EXERCISE INSTRUCTIONS »
Excluding images, repeat the data exactly as given.

————

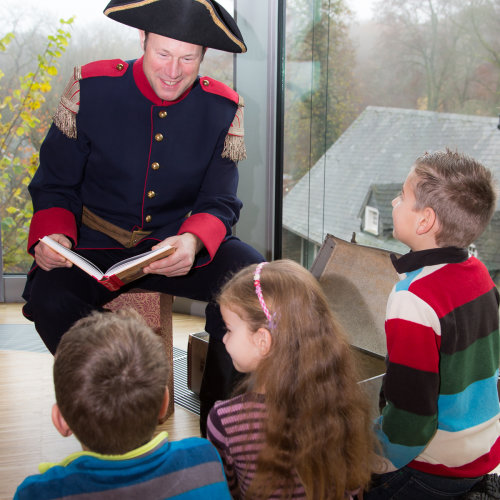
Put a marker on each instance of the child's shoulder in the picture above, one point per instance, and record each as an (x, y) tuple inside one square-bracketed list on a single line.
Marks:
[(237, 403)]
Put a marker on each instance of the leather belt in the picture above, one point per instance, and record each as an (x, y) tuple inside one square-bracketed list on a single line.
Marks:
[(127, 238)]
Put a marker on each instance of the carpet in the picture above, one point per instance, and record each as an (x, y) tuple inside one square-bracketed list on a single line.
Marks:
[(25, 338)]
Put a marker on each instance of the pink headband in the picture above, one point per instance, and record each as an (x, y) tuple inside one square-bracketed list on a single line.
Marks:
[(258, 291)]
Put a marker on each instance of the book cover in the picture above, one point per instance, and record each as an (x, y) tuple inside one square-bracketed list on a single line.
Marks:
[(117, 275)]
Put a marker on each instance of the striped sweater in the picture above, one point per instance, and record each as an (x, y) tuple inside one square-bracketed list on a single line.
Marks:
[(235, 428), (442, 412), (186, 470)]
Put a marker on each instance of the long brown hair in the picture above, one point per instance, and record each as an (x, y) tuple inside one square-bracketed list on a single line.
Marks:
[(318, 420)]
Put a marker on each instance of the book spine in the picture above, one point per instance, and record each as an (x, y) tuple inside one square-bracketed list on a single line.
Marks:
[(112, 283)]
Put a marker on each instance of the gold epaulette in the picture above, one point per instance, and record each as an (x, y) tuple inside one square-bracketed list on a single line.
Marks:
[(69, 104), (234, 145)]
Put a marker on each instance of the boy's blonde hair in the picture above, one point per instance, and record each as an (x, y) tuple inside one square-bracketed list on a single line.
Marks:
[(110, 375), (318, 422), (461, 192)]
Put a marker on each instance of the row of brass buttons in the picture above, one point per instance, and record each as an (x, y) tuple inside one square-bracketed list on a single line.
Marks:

————

ANSWER AREA »
Put a marker on each instance of the child's shoulder in the picture above, one point per instance, and record each as an (x, y) tuple inside one square-bracketed list on a single line.
Marks:
[(237, 403)]
Put a marker on each instance of the leather belt in the picture above, one point per instance, and record each as an (x, y) tuple inside one square-bracketed list on a single line.
Marks:
[(127, 238)]
Put a marker on each instance of the carpet in the picture above, one point per instance, and record each as an (x, y) tuple inside one square-bracketed list on a single line.
Marks:
[(25, 338)]
Put a marker on each instance of the pink headband in the picture above, one point per instance, and record each as an (x, y) tuple inside one square-bracketed list on a single line.
Marks:
[(258, 291)]
Put a marker on each instance of the book cover in the picture above, one point per instance, and record each as an (x, y) tuple inside one square-bracketed list on a single line.
Marks:
[(117, 275)]
Put a marker on each instance of the striped sweater in the picture above, one point per instance, and record each as an (x, y) tuple inside one square-bracketed list on a single line.
Marks:
[(235, 428), (442, 412), (186, 470)]
Put a marker on each instance of the long brown hair in the picture above, one point per instance, and record each as an (x, y) tuple inside one square-bracketed list on a single line.
Marks:
[(318, 420)]
Put a marker on each instance of the book spine in the picture above, one point per instance, and record each as an (x, y) tuple inside one square-bracketed list on a single line.
Marks:
[(112, 283)]
Put a marker on each instance of the gold epaulette in the picture above, one point per instance, and record each as an (x, y) tuple inside one square-bracketed list on a single line.
Marks:
[(69, 104), (234, 145)]
Put a marker on each instance of the boy's blonde hair in the picture above, one point per instance, and record each as an (x, y) tuple inside one square-bracketed list on a single line.
Marks:
[(110, 375), (318, 422), (461, 192)]
Put a marker on each instance of the row of brass buttons in the picture above, one point per instance, and record each as an (x, y) tuple inside one square-bracketed list on a single line.
Marks:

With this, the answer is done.